Description of the task: Return, verbatim, the stretch of lines from the one containing "Where can the velcro" through the one containing "(710, 1205)", including both of those lines.

**** Data rows ****

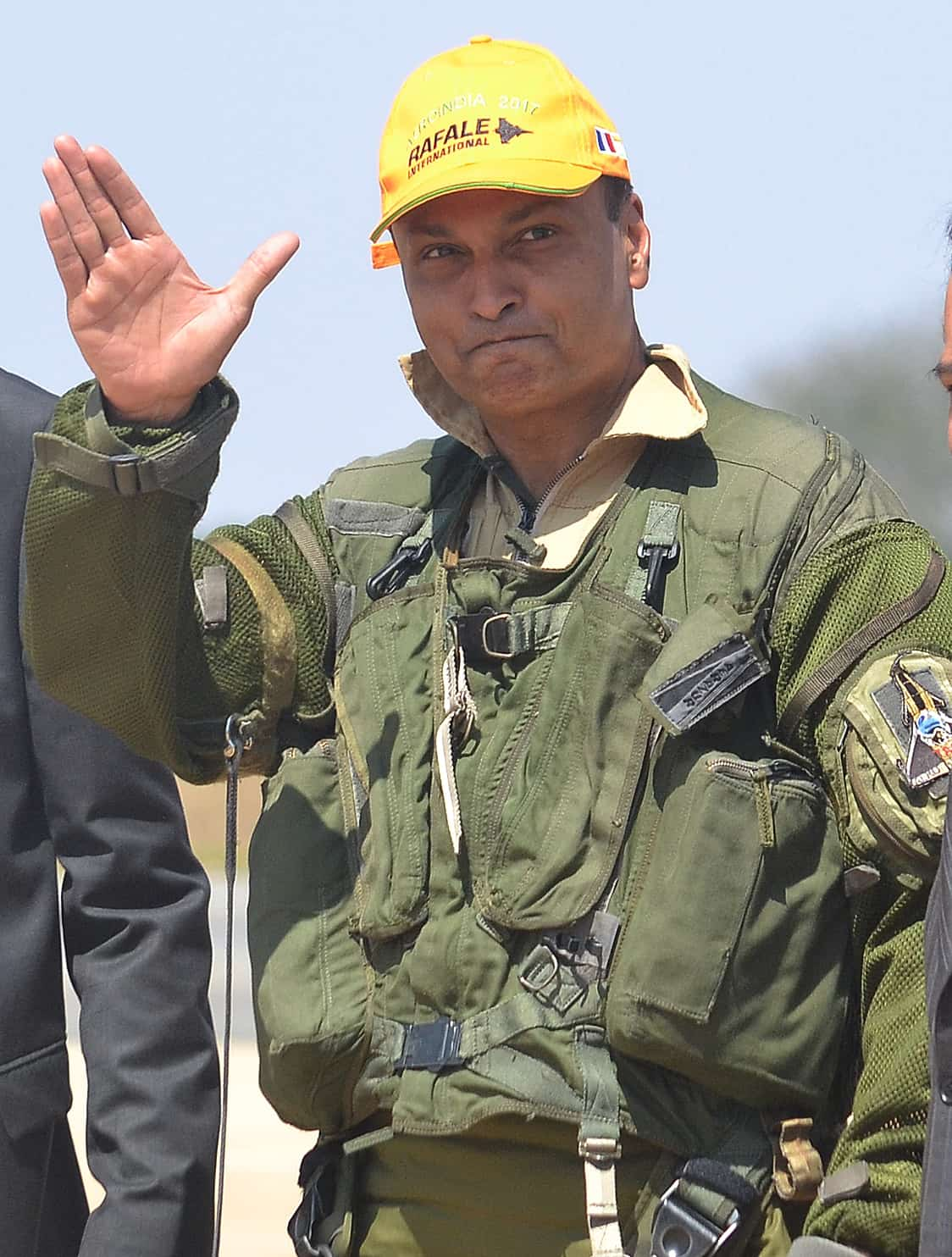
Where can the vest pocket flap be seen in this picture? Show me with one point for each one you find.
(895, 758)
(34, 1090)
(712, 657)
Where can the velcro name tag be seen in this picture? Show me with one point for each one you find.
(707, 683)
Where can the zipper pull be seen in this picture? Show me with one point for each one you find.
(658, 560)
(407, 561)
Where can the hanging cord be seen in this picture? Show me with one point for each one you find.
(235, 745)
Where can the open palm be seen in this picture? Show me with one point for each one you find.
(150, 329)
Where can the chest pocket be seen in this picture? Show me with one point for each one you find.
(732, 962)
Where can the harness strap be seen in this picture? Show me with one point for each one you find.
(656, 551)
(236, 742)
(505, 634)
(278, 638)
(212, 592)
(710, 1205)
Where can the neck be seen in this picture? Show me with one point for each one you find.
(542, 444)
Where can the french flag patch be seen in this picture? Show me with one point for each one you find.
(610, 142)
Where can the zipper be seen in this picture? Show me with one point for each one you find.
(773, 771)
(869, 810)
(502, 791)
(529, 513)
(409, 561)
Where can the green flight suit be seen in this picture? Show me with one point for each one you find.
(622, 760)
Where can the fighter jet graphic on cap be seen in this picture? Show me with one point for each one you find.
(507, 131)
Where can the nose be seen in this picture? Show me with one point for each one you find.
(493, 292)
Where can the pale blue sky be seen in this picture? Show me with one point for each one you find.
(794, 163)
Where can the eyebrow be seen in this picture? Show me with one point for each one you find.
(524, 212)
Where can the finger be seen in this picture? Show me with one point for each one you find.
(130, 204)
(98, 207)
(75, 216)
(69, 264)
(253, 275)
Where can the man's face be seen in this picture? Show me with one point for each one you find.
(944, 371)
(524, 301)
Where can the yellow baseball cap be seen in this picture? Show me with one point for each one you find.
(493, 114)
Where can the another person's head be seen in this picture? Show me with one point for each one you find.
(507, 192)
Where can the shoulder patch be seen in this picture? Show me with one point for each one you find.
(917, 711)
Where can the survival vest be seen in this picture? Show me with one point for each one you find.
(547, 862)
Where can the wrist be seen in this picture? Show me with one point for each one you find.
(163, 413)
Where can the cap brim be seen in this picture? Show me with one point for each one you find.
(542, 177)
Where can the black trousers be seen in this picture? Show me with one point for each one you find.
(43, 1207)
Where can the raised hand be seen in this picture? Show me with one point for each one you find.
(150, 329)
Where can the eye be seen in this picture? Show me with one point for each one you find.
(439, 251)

****

Result:
Where can the velcro name tag be seen in this picture? Show me with one point for each one you find.
(707, 683)
Where can the zipper pull be seen in this picture? Show me with one point for each one you find.
(658, 560)
(407, 561)
Where can the hanging cord be seen in this picture? Show me with one point for each one you find.
(235, 745)
Where can the open palm be seen in this picture? Show me with one point for each one you find.
(150, 329)
Where can the chest pocket be seen in this picture? Show me with one point for each one you find.
(732, 962)
Where can the harness strap be seen in this picture? Show me with one point for each one you find.
(656, 551)
(236, 742)
(505, 634)
(278, 638)
(212, 592)
(710, 1205)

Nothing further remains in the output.